Copy the listing below from its first line down to the line with "top-left (595, 368), bottom-right (992, 456)", changing "green leaf" to "yellow leaf" and leaving everything else the same.

EXTRACTED ENTRIES:

::::::::

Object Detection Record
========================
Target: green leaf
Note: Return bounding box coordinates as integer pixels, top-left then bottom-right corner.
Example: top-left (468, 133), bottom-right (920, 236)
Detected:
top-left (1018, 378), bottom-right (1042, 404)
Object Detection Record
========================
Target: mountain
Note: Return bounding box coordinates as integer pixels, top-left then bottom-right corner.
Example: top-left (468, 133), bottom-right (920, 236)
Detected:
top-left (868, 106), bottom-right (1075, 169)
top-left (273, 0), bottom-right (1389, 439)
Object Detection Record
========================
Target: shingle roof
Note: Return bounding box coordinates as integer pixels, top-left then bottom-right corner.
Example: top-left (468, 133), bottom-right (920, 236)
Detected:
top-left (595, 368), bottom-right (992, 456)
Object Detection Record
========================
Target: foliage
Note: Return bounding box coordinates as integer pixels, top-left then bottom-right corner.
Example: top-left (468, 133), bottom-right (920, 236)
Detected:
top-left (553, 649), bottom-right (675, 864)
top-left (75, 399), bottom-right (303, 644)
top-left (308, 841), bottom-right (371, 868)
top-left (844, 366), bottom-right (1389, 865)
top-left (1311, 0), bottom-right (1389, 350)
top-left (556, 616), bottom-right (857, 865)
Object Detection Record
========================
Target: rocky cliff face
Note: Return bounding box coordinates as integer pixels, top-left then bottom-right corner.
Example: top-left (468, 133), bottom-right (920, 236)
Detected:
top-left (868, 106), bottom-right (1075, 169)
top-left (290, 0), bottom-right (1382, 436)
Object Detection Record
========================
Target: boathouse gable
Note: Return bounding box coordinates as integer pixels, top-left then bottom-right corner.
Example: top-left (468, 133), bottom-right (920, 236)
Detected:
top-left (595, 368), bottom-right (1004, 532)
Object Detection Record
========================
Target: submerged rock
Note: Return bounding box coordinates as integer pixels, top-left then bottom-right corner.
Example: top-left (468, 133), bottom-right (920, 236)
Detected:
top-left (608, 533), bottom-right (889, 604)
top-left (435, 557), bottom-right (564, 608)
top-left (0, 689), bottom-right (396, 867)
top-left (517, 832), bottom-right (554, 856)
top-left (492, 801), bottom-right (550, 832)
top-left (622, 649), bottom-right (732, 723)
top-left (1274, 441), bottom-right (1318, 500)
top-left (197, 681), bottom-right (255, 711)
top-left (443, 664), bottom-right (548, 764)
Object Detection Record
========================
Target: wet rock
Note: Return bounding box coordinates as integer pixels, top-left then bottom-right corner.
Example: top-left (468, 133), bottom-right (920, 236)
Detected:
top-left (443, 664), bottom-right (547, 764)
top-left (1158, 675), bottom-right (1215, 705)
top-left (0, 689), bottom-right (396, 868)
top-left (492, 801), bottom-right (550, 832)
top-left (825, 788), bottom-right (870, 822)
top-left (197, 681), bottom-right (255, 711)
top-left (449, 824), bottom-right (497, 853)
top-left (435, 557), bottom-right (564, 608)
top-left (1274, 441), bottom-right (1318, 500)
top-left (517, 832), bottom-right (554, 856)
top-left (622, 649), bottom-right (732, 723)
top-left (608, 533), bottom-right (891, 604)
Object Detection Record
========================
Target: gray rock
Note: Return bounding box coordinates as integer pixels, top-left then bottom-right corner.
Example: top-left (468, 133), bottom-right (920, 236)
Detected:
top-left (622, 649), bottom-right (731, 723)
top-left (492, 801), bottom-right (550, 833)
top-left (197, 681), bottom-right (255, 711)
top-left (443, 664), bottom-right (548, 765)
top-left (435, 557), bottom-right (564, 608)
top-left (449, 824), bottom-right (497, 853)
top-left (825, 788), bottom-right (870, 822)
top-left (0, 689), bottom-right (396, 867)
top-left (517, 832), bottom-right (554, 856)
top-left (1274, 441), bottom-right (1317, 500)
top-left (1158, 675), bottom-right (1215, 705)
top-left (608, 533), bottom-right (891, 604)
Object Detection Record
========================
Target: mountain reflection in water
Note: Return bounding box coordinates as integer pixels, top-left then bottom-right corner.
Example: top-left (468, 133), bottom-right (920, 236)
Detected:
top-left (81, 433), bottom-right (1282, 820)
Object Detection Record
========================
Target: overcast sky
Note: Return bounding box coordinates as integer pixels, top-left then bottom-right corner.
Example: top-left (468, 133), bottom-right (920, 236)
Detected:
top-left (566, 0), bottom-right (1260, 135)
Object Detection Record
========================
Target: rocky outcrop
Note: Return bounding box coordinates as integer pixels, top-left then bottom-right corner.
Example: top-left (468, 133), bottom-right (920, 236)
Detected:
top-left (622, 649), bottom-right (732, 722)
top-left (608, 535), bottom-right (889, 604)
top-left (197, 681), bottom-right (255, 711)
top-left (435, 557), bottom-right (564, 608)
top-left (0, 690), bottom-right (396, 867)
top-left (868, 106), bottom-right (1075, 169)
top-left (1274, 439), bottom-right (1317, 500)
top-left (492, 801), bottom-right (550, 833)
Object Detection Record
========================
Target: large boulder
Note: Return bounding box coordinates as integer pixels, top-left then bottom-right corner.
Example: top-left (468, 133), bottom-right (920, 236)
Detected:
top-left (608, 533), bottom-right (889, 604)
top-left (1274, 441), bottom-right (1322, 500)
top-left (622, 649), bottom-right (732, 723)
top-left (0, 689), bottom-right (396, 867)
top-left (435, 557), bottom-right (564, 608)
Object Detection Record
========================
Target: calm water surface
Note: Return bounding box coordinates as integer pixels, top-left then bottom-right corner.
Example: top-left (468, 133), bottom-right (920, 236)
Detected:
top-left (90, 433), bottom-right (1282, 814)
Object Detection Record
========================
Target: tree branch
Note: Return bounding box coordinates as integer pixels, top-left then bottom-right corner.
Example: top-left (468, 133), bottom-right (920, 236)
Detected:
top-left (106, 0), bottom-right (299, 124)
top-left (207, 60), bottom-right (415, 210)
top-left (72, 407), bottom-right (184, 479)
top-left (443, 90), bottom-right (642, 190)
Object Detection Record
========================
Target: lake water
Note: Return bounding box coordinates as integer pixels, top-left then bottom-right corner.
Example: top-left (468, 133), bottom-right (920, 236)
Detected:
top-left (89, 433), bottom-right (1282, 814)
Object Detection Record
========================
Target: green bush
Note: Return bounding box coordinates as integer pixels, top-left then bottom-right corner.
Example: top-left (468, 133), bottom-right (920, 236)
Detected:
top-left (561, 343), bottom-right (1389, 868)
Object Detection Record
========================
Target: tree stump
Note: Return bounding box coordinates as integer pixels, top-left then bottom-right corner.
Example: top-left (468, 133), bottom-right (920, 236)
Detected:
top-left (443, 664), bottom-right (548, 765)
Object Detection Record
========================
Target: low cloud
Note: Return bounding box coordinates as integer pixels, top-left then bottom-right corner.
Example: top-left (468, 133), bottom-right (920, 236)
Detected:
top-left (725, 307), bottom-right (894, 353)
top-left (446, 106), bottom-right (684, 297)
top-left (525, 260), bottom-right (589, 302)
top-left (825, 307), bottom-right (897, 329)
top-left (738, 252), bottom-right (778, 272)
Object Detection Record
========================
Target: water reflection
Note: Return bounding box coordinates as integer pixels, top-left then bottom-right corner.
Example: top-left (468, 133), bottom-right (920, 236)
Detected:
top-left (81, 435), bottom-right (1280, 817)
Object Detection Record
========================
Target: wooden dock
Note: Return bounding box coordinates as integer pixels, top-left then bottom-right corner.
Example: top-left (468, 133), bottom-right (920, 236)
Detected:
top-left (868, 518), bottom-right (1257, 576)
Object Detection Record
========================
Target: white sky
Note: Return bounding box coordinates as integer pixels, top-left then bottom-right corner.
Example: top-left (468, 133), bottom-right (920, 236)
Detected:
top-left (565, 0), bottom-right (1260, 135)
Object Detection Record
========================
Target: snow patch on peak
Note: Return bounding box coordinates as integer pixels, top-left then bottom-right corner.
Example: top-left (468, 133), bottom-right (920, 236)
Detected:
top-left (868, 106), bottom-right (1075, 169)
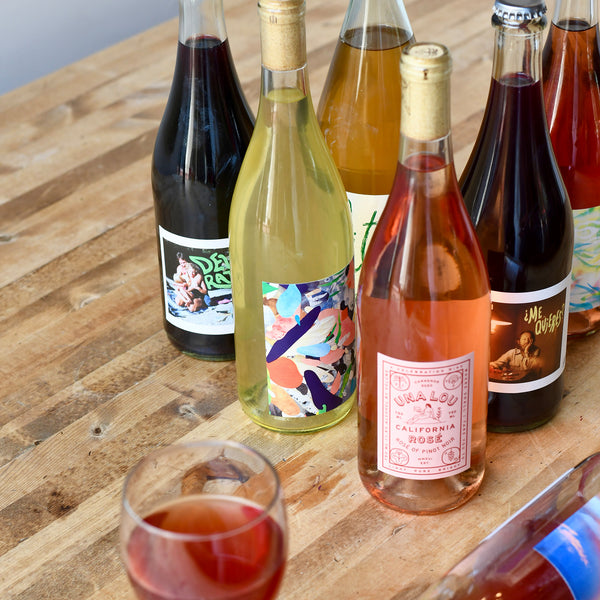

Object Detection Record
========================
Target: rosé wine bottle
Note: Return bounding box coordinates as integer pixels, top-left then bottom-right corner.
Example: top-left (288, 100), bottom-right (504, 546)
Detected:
top-left (357, 43), bottom-right (490, 514)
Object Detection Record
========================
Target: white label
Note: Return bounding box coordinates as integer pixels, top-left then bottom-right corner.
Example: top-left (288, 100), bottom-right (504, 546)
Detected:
top-left (377, 352), bottom-right (474, 479)
top-left (488, 275), bottom-right (571, 394)
top-left (346, 192), bottom-right (388, 271)
top-left (158, 226), bottom-right (234, 335)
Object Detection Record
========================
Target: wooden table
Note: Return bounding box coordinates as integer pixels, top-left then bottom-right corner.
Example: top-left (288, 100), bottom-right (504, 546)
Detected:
top-left (0, 0), bottom-right (600, 600)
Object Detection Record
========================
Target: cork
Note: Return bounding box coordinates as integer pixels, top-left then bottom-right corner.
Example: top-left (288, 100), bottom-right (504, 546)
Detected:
top-left (400, 42), bottom-right (452, 141)
top-left (258, 0), bottom-right (306, 71)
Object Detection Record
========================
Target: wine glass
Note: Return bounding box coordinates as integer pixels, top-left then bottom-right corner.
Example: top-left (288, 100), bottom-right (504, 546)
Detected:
top-left (121, 440), bottom-right (287, 600)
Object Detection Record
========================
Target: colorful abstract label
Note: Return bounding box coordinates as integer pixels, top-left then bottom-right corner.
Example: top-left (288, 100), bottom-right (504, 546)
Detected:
top-left (377, 352), bottom-right (474, 479)
top-left (347, 192), bottom-right (388, 271)
top-left (534, 496), bottom-right (600, 600)
top-left (158, 226), bottom-right (234, 335)
top-left (569, 206), bottom-right (600, 312)
top-left (488, 275), bottom-right (571, 394)
top-left (263, 263), bottom-right (356, 418)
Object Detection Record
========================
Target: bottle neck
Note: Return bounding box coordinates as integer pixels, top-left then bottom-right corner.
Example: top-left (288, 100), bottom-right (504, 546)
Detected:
top-left (552, 0), bottom-right (598, 30)
top-left (259, 0), bottom-right (309, 96)
top-left (399, 54), bottom-right (453, 165)
top-left (492, 15), bottom-right (547, 83)
top-left (340, 0), bottom-right (413, 50)
top-left (179, 0), bottom-right (227, 44)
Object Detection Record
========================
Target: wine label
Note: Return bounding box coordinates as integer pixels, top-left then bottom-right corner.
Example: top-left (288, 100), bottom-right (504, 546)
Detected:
top-left (569, 206), bottom-right (600, 312)
top-left (346, 192), bottom-right (388, 271)
top-left (377, 352), bottom-right (474, 479)
top-left (488, 275), bottom-right (571, 394)
top-left (158, 226), bottom-right (234, 335)
top-left (263, 263), bottom-right (356, 418)
top-left (534, 496), bottom-right (600, 600)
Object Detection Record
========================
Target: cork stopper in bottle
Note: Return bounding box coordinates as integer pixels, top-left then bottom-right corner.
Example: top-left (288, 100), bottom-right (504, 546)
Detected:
top-left (258, 0), bottom-right (306, 71)
top-left (400, 42), bottom-right (452, 141)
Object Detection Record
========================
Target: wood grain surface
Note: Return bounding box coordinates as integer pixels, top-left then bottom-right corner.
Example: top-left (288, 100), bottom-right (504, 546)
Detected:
top-left (0, 0), bottom-right (600, 600)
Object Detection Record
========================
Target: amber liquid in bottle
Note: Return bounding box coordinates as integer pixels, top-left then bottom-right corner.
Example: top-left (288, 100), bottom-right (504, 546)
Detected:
top-left (317, 24), bottom-right (414, 271)
top-left (317, 25), bottom-right (413, 194)
top-left (542, 19), bottom-right (600, 337)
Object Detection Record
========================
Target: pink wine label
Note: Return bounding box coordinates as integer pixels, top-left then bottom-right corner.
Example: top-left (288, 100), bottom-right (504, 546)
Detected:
top-left (346, 192), bottom-right (388, 271)
top-left (569, 206), bottom-right (600, 312)
top-left (158, 226), bottom-right (234, 335)
top-left (488, 275), bottom-right (571, 394)
top-left (534, 496), bottom-right (600, 600)
top-left (377, 352), bottom-right (474, 479)
top-left (263, 263), bottom-right (356, 418)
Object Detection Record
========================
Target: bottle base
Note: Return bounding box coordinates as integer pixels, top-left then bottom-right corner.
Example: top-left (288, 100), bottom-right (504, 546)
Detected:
top-left (240, 386), bottom-right (356, 434)
top-left (165, 327), bottom-right (235, 362)
top-left (360, 467), bottom-right (485, 515)
top-left (567, 307), bottom-right (600, 339)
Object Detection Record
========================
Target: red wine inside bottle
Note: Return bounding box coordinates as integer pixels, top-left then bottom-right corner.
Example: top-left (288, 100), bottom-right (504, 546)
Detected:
top-left (542, 18), bottom-right (600, 337)
top-left (152, 36), bottom-right (253, 360)
top-left (460, 74), bottom-right (573, 431)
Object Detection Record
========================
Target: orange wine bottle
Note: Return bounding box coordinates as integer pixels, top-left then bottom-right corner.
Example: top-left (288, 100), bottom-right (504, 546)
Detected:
top-left (317, 0), bottom-right (414, 271)
top-left (542, 0), bottom-right (600, 337)
top-left (357, 43), bottom-right (490, 514)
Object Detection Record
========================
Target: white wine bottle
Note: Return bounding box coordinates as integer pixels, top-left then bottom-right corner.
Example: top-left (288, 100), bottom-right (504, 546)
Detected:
top-left (229, 0), bottom-right (356, 432)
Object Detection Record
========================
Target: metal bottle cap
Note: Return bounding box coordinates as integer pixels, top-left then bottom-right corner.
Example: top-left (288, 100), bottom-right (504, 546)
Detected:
top-left (494, 0), bottom-right (546, 22)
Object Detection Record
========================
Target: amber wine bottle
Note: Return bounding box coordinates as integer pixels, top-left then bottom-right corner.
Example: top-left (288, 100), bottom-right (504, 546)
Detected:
top-left (460, 0), bottom-right (573, 432)
top-left (152, 0), bottom-right (254, 360)
top-left (230, 0), bottom-right (356, 432)
top-left (357, 43), bottom-right (490, 514)
top-left (542, 0), bottom-right (600, 337)
top-left (317, 0), bottom-right (414, 272)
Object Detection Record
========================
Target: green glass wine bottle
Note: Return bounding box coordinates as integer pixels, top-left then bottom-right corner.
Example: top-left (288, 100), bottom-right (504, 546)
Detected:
top-left (230, 0), bottom-right (356, 432)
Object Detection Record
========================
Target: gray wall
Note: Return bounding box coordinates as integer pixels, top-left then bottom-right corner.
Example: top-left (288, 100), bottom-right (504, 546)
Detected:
top-left (0, 0), bottom-right (178, 94)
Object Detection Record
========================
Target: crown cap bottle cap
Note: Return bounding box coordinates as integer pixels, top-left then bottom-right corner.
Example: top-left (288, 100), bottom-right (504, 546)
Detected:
top-left (494, 0), bottom-right (546, 23)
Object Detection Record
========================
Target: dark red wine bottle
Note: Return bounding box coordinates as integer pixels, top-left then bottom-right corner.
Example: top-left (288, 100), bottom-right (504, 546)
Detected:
top-left (152, 0), bottom-right (254, 360)
top-left (542, 0), bottom-right (600, 337)
top-left (460, 0), bottom-right (573, 432)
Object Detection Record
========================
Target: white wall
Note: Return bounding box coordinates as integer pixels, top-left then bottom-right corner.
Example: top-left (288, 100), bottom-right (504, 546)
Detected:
top-left (0, 0), bottom-right (179, 94)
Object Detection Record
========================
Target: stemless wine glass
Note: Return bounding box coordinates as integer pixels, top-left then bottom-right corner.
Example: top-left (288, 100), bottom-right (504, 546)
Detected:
top-left (121, 441), bottom-right (287, 600)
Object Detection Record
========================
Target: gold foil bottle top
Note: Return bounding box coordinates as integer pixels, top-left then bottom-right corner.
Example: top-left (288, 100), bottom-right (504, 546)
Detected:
top-left (258, 0), bottom-right (306, 71)
top-left (400, 42), bottom-right (452, 141)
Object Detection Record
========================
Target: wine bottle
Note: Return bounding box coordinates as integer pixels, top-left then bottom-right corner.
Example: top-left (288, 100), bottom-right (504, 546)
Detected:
top-left (152, 0), bottom-right (254, 360)
top-left (357, 43), bottom-right (490, 514)
top-left (460, 0), bottom-right (573, 432)
top-left (230, 0), bottom-right (356, 432)
top-left (542, 0), bottom-right (600, 337)
top-left (317, 0), bottom-right (414, 272)
top-left (419, 453), bottom-right (600, 600)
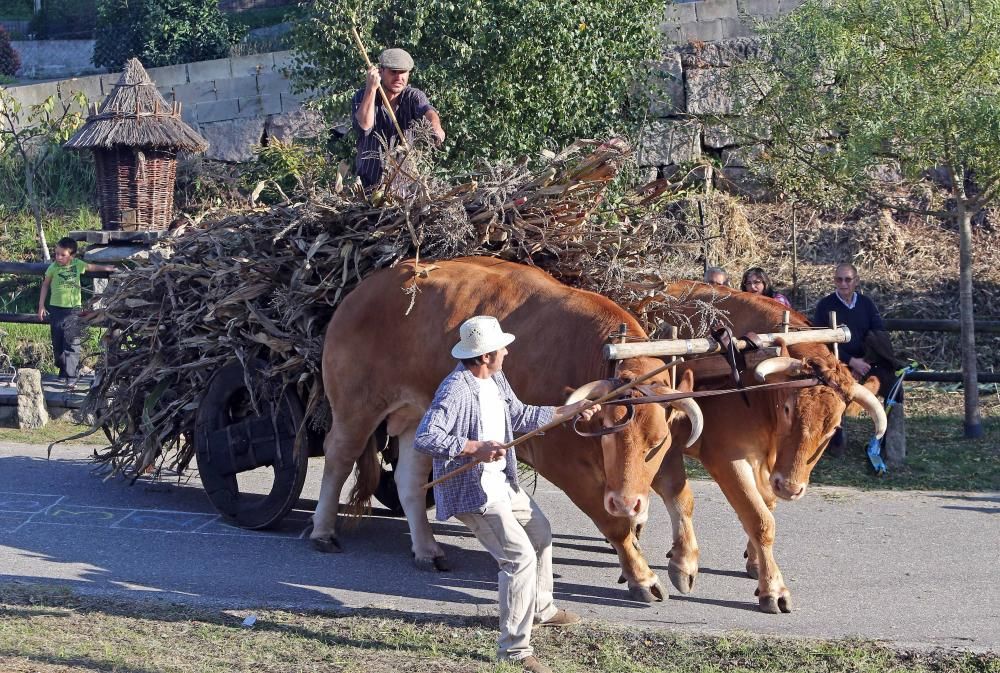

::::::::

REPLY:
Object Detection Record
========================
Target: yellow leaf
Note: Return bounding box coordinates as integer pixels, top-left then bottom-right corner.
Example: top-left (468, 133), bottom-right (920, 236)
Detected:
top-left (1018, 378), bottom-right (1042, 404)
Object Detection Record
========================
Target: mountain
Note: Return bounding box coordinates as integer pixels, top-left then bottom-right corner.
Example: top-left (468, 133), bottom-right (920, 236)
Detected:
top-left (868, 106), bottom-right (1075, 169)
top-left (273, 0), bottom-right (1389, 439)
Object Detection Record
========================
Target: shingle roof
Note: Return bounding box coordinates as integer pixels, top-left then bottom-right corner.
Example: top-left (468, 133), bottom-right (920, 236)
Detected:
top-left (595, 368), bottom-right (992, 456)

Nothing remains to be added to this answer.